▶ _Task data_
+===+

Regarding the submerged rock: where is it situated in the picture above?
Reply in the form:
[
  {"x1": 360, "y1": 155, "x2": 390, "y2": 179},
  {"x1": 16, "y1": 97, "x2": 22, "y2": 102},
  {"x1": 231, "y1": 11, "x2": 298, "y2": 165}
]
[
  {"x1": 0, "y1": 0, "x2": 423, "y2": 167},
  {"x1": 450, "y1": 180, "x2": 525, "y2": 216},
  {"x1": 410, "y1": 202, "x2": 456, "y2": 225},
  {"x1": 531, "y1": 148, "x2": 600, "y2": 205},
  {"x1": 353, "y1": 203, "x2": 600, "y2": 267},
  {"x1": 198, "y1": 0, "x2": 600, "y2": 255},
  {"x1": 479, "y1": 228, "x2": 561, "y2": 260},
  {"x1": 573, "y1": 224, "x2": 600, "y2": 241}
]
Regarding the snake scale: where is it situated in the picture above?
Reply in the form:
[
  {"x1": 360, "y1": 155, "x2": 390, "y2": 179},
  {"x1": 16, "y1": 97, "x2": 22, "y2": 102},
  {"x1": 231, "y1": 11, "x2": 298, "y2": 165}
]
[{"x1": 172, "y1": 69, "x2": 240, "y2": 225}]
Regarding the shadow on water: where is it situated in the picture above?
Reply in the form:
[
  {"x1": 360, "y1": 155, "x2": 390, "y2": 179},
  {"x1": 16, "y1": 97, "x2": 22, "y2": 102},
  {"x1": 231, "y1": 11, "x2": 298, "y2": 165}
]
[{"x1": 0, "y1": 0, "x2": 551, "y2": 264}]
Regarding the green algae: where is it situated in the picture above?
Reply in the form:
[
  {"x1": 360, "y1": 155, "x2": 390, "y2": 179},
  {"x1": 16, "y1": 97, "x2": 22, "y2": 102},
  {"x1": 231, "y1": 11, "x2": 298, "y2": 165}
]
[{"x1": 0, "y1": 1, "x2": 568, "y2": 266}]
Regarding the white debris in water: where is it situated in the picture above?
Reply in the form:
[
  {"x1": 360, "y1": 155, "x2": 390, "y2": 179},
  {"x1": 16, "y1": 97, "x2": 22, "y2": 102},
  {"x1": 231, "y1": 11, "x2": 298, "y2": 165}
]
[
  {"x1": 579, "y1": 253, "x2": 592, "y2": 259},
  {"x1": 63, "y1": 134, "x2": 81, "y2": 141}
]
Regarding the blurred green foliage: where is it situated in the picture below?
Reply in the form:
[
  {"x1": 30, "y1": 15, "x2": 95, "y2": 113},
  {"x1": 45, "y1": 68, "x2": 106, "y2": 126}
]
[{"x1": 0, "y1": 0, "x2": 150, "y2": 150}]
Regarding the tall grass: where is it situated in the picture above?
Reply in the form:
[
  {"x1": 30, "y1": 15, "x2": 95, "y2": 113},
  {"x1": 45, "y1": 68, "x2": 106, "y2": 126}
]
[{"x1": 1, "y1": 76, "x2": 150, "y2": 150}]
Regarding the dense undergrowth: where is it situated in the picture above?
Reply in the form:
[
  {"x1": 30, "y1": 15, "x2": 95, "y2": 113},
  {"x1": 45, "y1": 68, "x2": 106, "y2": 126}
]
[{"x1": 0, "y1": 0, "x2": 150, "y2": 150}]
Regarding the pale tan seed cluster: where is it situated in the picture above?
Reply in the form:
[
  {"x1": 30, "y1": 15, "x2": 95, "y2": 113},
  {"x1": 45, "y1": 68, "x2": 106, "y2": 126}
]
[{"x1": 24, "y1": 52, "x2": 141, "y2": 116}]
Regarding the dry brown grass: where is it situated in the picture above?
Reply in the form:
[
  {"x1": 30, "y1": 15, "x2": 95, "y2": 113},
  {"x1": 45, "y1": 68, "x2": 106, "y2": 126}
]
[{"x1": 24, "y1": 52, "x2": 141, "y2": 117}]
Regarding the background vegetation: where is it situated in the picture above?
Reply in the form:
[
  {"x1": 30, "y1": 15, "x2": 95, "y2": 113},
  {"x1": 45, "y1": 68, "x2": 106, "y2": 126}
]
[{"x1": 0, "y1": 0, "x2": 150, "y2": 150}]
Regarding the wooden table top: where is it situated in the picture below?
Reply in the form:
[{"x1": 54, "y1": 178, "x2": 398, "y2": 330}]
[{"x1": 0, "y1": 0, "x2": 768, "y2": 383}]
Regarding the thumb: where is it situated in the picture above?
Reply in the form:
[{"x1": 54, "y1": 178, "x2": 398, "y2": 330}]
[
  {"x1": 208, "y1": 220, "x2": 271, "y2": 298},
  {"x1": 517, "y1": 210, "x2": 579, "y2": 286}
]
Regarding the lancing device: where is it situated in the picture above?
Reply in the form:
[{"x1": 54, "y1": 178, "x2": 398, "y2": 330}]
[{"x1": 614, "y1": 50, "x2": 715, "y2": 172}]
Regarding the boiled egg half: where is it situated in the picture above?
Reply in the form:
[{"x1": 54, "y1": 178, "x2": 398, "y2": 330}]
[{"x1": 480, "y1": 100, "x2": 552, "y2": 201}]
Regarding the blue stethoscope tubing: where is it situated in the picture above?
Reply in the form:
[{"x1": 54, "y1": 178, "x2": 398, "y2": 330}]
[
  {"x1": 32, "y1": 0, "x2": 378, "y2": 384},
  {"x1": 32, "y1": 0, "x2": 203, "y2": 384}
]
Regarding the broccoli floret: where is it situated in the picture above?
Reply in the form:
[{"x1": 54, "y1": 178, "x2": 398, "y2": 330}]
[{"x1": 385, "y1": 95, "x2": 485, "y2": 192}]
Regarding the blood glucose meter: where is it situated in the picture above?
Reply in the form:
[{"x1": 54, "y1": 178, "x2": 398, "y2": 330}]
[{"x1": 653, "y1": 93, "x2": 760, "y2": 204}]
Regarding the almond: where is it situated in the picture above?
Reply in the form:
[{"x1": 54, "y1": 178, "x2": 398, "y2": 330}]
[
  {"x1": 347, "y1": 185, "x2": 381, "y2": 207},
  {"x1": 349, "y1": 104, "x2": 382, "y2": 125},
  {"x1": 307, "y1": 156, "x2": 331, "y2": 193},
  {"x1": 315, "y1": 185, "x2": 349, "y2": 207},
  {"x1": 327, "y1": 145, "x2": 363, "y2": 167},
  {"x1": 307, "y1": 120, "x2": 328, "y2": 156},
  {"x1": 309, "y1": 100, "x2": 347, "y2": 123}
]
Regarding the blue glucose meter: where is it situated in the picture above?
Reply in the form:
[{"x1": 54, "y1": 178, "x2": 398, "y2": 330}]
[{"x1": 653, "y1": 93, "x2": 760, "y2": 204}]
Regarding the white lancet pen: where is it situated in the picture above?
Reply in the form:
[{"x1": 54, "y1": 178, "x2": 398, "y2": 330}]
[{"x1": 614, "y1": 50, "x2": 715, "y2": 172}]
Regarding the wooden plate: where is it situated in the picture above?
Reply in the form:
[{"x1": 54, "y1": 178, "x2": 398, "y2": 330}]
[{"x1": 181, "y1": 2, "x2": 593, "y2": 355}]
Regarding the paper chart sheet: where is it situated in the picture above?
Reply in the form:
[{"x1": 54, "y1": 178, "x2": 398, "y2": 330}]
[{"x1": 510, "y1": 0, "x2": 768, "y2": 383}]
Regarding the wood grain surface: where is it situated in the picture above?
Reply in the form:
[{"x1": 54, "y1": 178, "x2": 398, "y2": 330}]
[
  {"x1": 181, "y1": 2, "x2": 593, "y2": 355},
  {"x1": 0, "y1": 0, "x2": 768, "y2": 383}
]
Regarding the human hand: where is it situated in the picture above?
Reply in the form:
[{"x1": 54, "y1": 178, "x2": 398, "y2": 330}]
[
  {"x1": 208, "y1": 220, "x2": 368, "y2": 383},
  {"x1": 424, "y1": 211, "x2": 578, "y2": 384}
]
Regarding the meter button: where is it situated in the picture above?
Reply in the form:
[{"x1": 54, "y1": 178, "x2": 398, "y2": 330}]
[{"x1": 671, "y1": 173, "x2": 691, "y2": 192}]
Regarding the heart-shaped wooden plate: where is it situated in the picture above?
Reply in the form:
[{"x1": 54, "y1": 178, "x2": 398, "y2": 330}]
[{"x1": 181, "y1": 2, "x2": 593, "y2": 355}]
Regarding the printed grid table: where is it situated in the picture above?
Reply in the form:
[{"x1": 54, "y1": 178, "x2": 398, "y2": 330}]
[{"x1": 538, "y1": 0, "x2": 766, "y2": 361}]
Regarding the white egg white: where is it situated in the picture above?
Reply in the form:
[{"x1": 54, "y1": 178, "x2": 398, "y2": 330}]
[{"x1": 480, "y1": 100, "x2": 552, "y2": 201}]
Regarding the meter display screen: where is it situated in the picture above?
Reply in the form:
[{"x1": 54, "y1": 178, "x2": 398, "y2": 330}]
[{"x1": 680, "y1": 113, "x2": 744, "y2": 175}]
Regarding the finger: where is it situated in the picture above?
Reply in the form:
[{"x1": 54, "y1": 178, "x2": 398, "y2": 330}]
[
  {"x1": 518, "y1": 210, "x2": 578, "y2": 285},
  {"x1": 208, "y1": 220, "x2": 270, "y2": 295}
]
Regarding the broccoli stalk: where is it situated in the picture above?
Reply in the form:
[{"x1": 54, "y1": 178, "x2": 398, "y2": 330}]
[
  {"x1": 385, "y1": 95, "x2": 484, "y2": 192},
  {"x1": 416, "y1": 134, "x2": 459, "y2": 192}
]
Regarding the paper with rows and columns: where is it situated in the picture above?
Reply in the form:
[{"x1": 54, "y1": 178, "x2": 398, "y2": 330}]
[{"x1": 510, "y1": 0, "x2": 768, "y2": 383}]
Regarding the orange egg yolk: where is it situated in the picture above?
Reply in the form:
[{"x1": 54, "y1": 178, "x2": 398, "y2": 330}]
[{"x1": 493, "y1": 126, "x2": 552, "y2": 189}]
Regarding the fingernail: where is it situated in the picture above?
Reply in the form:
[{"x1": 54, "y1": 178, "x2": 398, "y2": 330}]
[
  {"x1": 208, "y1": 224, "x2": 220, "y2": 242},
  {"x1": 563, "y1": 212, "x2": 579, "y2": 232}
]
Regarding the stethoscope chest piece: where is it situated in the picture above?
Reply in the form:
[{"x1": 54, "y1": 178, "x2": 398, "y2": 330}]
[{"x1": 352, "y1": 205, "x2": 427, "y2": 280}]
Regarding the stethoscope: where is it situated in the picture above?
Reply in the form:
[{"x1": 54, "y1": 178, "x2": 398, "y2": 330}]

+===+

▶ _Required work_
Can you copy out verbatim the entries from the line containing "Regarding the broccoli stalk: where" up to and including the final line of the entries?

▶ _Task response_
Regarding the broccoli stalk: where is it situated in the picture above?
Reply in the form:
[{"x1": 54, "y1": 178, "x2": 398, "y2": 330}]
[
  {"x1": 385, "y1": 95, "x2": 484, "y2": 192},
  {"x1": 416, "y1": 134, "x2": 459, "y2": 192}
]
Regarding the paper with rows and columns: where is it situated in the picture above?
Reply in the form:
[{"x1": 54, "y1": 178, "x2": 398, "y2": 330}]
[{"x1": 510, "y1": 0, "x2": 768, "y2": 383}]
Regarding the orange egg yolk: where is it situated in the picture above?
Reply in the form:
[{"x1": 54, "y1": 178, "x2": 398, "y2": 330}]
[{"x1": 493, "y1": 126, "x2": 552, "y2": 189}]
Regarding the fingernail: where is it situated in the picture above?
Reply in the form:
[{"x1": 54, "y1": 178, "x2": 398, "y2": 330}]
[
  {"x1": 208, "y1": 224, "x2": 220, "y2": 242},
  {"x1": 563, "y1": 212, "x2": 579, "y2": 232}
]
Regarding the stethoscope chest piece: where is it situated in the picture above?
Reply in the form:
[{"x1": 54, "y1": 178, "x2": 398, "y2": 330}]
[{"x1": 352, "y1": 205, "x2": 427, "y2": 280}]
Regarding the stethoscope: where is it situated in the picture above?
Reply in the form:
[{"x1": 54, "y1": 178, "x2": 398, "y2": 330}]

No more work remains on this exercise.